[START Data rows]

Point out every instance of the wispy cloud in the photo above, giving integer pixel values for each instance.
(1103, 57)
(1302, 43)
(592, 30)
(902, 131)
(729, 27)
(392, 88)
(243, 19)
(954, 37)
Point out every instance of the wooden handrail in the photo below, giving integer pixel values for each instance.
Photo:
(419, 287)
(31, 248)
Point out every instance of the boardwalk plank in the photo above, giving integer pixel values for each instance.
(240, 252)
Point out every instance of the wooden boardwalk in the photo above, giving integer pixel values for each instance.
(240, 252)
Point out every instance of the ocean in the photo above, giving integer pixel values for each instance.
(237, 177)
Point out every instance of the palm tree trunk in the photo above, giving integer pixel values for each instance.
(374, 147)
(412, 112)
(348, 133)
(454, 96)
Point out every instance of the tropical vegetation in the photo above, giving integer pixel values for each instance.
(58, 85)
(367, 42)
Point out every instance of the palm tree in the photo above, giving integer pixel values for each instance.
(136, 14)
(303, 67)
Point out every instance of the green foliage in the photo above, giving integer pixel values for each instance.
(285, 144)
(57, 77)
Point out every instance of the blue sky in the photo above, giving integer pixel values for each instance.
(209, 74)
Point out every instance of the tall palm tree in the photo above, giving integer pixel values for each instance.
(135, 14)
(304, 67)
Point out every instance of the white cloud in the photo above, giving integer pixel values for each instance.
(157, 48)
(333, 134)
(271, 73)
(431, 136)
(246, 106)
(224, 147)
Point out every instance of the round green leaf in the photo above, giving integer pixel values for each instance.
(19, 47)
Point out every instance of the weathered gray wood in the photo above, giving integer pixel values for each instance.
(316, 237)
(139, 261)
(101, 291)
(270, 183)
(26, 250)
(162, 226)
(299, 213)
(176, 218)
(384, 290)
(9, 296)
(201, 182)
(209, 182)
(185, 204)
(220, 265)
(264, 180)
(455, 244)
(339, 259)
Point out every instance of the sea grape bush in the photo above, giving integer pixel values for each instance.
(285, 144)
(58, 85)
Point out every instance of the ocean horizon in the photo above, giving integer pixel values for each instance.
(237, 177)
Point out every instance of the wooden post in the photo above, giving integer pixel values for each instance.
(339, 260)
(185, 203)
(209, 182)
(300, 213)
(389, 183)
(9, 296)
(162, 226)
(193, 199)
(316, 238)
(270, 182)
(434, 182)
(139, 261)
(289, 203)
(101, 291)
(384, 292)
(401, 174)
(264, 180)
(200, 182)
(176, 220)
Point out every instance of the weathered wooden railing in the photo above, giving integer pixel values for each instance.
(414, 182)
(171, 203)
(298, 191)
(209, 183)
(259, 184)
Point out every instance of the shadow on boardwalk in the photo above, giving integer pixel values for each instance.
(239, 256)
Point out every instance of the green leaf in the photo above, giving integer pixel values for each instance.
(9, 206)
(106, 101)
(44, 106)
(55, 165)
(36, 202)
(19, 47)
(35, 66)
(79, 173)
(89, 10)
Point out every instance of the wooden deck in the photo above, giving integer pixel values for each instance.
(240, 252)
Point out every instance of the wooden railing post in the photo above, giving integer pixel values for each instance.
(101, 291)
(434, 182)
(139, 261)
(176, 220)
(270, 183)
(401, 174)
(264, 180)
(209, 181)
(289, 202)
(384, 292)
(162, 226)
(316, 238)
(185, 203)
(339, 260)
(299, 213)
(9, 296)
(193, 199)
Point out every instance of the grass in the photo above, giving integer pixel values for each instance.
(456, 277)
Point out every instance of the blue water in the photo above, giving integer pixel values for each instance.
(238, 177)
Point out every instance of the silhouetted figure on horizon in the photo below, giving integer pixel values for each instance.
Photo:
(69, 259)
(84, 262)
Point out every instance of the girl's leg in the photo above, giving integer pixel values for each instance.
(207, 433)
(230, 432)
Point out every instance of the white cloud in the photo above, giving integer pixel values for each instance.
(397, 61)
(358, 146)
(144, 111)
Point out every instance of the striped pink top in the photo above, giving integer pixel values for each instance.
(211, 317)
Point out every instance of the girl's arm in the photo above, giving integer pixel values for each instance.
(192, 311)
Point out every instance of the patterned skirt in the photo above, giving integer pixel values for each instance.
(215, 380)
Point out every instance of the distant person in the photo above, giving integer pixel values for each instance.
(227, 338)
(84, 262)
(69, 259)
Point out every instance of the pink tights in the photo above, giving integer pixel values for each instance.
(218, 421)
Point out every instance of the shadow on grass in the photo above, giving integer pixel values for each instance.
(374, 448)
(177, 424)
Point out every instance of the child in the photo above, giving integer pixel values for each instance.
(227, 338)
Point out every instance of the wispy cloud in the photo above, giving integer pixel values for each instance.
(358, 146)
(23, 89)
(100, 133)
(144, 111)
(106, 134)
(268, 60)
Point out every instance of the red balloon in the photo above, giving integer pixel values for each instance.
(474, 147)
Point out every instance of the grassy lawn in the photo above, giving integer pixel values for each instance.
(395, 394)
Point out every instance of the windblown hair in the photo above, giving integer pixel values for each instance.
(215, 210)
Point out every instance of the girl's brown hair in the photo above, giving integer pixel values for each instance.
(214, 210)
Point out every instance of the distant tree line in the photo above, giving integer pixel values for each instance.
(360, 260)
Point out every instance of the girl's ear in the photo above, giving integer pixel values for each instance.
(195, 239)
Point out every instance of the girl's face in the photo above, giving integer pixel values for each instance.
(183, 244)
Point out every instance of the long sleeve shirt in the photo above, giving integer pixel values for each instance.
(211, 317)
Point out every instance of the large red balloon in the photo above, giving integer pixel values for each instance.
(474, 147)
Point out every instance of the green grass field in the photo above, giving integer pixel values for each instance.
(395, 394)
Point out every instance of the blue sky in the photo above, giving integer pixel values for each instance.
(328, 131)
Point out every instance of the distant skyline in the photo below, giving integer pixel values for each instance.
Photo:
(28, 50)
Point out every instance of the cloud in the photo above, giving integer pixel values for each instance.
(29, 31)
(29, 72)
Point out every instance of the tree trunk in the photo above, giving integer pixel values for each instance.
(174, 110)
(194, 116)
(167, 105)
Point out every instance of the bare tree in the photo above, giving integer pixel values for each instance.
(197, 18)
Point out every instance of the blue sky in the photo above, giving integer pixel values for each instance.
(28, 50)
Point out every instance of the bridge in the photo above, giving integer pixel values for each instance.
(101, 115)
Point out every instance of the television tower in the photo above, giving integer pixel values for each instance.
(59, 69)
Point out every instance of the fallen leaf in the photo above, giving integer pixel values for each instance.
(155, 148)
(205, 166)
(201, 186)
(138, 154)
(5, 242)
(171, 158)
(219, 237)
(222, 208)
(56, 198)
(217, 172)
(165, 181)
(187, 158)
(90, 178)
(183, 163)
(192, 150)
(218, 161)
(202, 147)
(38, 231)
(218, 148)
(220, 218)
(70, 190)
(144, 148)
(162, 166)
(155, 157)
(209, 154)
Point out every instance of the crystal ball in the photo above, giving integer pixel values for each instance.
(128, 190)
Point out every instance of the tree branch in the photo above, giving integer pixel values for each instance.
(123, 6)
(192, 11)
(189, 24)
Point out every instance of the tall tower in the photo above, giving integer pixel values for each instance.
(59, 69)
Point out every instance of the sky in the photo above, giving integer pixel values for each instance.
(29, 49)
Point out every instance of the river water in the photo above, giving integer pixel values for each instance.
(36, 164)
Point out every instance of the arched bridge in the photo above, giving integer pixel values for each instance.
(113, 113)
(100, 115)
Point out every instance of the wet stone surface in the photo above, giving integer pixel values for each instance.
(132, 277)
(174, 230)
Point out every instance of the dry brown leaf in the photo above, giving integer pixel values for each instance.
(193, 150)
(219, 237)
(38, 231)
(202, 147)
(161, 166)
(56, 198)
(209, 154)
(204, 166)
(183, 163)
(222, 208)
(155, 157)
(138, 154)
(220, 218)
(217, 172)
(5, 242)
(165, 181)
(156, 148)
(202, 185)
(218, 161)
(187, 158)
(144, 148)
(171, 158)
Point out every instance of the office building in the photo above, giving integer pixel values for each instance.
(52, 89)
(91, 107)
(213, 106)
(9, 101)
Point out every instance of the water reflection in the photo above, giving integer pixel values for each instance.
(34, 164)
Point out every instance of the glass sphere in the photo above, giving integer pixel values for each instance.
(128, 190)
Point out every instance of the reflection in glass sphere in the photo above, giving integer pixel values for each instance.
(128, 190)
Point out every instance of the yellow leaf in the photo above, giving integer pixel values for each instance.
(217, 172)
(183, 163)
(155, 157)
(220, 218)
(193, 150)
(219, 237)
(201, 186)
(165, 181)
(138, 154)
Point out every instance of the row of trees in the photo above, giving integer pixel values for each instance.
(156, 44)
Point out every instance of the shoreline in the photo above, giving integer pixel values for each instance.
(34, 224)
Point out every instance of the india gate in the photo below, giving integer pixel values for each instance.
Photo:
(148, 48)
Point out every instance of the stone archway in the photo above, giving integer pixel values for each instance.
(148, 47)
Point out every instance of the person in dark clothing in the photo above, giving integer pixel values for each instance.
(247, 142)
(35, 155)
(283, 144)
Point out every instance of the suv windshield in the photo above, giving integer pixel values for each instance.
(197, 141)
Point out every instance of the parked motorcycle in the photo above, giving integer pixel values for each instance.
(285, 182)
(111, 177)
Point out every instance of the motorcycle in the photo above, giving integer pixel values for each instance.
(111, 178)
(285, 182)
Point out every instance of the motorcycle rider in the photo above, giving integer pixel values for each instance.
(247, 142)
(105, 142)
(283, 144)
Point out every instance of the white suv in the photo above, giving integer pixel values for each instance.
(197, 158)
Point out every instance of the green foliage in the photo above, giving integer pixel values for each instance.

[END Data rows]

▶ _Exercise directions_
Reproduce exactly the line that holds "Point out every instance of the suv", then every line after it, ending with the final line of the records above.

▶ _The solution_
Point out every instance of the suv windshield in the photo above, giving integer pixel values for each instance.
(197, 141)
Point out every instance of the parked motorcycle in the photo above, giving integer pixel values for each instance.
(285, 182)
(111, 177)
Point out every instance of the motorcycle in the photo above, giving integer pixel values for each instance.
(111, 178)
(285, 182)
Point out every instance of the motorcycle rider in the photo above, giving integer pixel values for each instance.
(247, 142)
(105, 142)
(283, 144)
Point out every instance of the white suv in the photo above, giving integer pixel values for each instance.
(197, 158)
Point out every instance of the green foliage in the photo above, giving integer pixel values for each instance.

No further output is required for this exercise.